* Tasks and exercises:
- 1) Answer these questions about the text on lavender essential oil below, one line each:
(a) From which plant is lavender essential oil most often distilled?
(b) Which two properties make it a good headache remedy?
(c) Which two other oils does the text name as safe to apply directly to the skin in small amounts?
- 2) Set down the part of the lavender essential oil text starting at "Lavender essential oil is one" and ending at "reach of children.".
- 3) Resume the text about lavender essential oil after its last sentence, keeping its tone.

* Extract:
....
Lavender essential oil is one product I routinely recommend as a staple in one’s medicine chest. This small vial of essential oil, (as opposed to perfume oil), can provide relief to many common complaints, and can even be relied on as first aid in certain situations. Lavender essential oil is distilled most often from Lavendula angustifolia, or “true” lavender, which distinguishes it from hybrid varieties. Like all essential oils, lavender is primarily used as a topical remedy, and not intended for ingestion. It should be kept out of the reach of children.
Lavender essential oil has anti-inflammatory and antispasmodic properties, which make it an excellent headache remedy. Simply apply a few drops to your fingers, and massage into the affected area. Essential oils are usually diluted in a carrier medium, such as vegetable oil or water, to make them less potent and appropriate to apply to the skin. Lavender, along with patchouli and tea tree oil, is among the few oils that can be applied directly to the skin in small amounts, also referred to as “neat” application.
....
* Record set:
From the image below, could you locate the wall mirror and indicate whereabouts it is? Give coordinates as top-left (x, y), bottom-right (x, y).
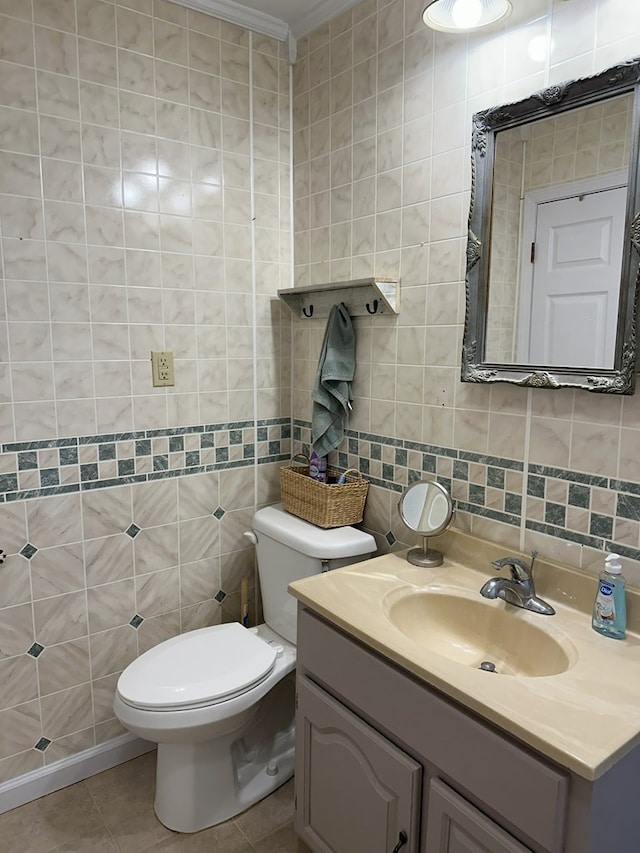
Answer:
top-left (398, 481), bottom-right (453, 567)
top-left (461, 59), bottom-right (640, 394)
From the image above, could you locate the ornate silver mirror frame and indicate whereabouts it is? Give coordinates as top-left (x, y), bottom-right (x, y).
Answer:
top-left (461, 58), bottom-right (640, 394)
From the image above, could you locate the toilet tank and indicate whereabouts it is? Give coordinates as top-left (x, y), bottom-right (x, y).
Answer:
top-left (253, 504), bottom-right (376, 643)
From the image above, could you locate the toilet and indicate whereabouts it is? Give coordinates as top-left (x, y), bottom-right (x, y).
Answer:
top-left (114, 505), bottom-right (376, 832)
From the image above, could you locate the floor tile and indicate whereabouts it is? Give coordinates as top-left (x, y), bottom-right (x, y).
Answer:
top-left (0, 752), bottom-right (309, 853)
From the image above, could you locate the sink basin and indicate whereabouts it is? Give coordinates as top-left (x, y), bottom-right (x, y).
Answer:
top-left (384, 589), bottom-right (576, 677)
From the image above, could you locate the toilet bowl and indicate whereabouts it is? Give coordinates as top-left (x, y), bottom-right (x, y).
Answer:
top-left (114, 506), bottom-right (375, 832)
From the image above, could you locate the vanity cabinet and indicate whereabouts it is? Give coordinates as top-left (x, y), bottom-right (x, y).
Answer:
top-left (297, 678), bottom-right (422, 853)
top-left (295, 604), bottom-right (640, 853)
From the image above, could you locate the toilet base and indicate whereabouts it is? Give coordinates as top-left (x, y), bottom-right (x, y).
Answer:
top-left (154, 673), bottom-right (295, 832)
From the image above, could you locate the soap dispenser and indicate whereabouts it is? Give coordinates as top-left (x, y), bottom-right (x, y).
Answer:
top-left (591, 554), bottom-right (627, 640)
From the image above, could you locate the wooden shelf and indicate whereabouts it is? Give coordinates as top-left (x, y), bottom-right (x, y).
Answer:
top-left (278, 278), bottom-right (400, 320)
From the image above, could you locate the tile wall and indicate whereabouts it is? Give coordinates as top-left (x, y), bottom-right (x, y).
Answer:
top-left (293, 0), bottom-right (640, 586)
top-left (0, 0), bottom-right (291, 782)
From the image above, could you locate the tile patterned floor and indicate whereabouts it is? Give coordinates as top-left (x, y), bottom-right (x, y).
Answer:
top-left (0, 752), bottom-right (309, 853)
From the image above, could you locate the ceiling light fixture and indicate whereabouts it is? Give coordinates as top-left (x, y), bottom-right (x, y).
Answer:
top-left (422, 0), bottom-right (511, 33)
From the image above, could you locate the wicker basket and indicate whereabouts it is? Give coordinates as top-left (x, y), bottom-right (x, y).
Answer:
top-left (280, 465), bottom-right (369, 528)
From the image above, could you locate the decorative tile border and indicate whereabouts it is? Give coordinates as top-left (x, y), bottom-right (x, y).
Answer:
top-left (0, 418), bottom-right (291, 503)
top-left (293, 420), bottom-right (640, 561)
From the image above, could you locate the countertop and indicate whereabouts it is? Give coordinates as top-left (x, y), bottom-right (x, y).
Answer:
top-left (289, 531), bottom-right (640, 780)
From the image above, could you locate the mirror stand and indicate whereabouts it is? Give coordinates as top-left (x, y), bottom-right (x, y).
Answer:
top-left (407, 536), bottom-right (444, 569)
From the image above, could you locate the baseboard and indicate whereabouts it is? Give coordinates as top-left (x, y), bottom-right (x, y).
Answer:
top-left (0, 734), bottom-right (156, 814)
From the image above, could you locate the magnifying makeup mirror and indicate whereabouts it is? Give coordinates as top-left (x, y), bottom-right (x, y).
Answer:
top-left (398, 482), bottom-right (453, 568)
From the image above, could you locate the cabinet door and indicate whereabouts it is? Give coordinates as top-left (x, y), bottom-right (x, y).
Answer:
top-left (426, 779), bottom-right (531, 853)
top-left (295, 678), bottom-right (422, 853)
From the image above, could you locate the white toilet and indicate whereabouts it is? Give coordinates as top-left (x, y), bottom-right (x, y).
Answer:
top-left (114, 505), bottom-right (375, 832)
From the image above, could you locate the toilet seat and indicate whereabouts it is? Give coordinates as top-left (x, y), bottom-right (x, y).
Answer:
top-left (118, 622), bottom-right (277, 711)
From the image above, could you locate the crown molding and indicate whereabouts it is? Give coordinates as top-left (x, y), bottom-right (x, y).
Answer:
top-left (290, 0), bottom-right (358, 39)
top-left (174, 0), bottom-right (289, 41)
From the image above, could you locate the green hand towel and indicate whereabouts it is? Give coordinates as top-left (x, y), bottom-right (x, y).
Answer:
top-left (311, 302), bottom-right (356, 456)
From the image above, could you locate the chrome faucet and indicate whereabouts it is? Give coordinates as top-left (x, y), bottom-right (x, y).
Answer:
top-left (480, 551), bottom-right (556, 616)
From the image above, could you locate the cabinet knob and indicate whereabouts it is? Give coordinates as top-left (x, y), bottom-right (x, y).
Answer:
top-left (391, 831), bottom-right (409, 853)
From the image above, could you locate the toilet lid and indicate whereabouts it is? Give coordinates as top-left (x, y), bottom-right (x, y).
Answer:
top-left (118, 622), bottom-right (276, 710)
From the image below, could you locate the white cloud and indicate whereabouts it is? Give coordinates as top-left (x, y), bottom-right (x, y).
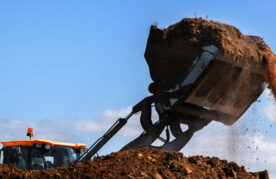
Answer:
top-left (264, 89), bottom-right (276, 122)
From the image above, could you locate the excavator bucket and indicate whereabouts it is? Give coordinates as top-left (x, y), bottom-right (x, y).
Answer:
top-left (145, 19), bottom-right (266, 125)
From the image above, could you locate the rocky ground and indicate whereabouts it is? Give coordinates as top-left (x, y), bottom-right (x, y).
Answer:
top-left (0, 148), bottom-right (269, 179)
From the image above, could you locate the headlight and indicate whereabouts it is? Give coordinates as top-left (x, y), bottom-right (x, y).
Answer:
top-left (45, 144), bottom-right (51, 150)
top-left (35, 143), bottom-right (41, 148)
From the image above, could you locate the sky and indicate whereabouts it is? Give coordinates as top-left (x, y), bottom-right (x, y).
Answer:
top-left (0, 0), bottom-right (276, 178)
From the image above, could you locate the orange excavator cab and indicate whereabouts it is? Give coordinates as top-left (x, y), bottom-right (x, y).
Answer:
top-left (1, 128), bottom-right (86, 170)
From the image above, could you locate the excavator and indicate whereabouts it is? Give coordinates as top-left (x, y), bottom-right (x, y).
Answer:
....
* Answers to each task:
- 1)
(a) Lavendula angustifolia, or "true" lavender
(b) Its anti-inflammatory and antispasmodic properties
(c) Patchouli and tea tree oil

- 2)
Lavender essential oil is one product I routinely recommend as a staple in one’s medicine chest. This small vial of essential oil, (as opposed to perfume oil), can provide relief to many common complaints, and can even be relied on as first aid in certain situations. Lavender essential oil is distilled most often from Lavendula angustifolia, or “true” lavender, which distinguishes it from hybrid varieties. Like all essential oils, lavender is primarily used as a topical remedy, and not intended for ingestion. It should be kept out of the reach of children.

- 3)
Its anti-inflammatory properties also benefit skin conditions like acne and rosacea. Like many essential oils, lavender is also antiseptic, and also stimulates new skin cell growth. The combinations of these three properties make it one of the best remedies for first- degree burns, including sunburns. Lavender has actually been employed successfully in intensive care burn units. For simple burns, apply a small amount of the essential oil directly to the burn, and then re-apply three to four times a day to lessen the pain and aid healing. For sunburn mix about five drops of the oil to an ounce of aloe Vera gel and apply liberally. This greatly reduces unsightly peeling of the skin that follows sunburn.
Lavender is an effective, yet gentle sedative. A simple remedy for restless sleep is to place a drop or so of essential oil on a cotton ball and place on the nightstand. The subtle odor will calm and relax, and ensure a deeper sleep. Lavender has been compared in sleep studies with certain pharmaceutical sleep aids. It was found that lavender was equally as effective, without the negative side effects associated with the medications.
Using lavender in conjunction with massage will enhance the benefits of the massage. This is true for all essential oils, provided the oil used in pleasing to the recipient. Lavender’s anti-spasmodic and sedative properties combine to make it a favorite choice for overworked muscles. It is not simply the scent of lavender that conveys therapeutic benefits, although this is certainly part of its appeal. Essential oils have a small molecular structure, which make them readily accepted by our bodies. Regular use can yield subtle, yet profound results on our mind and body.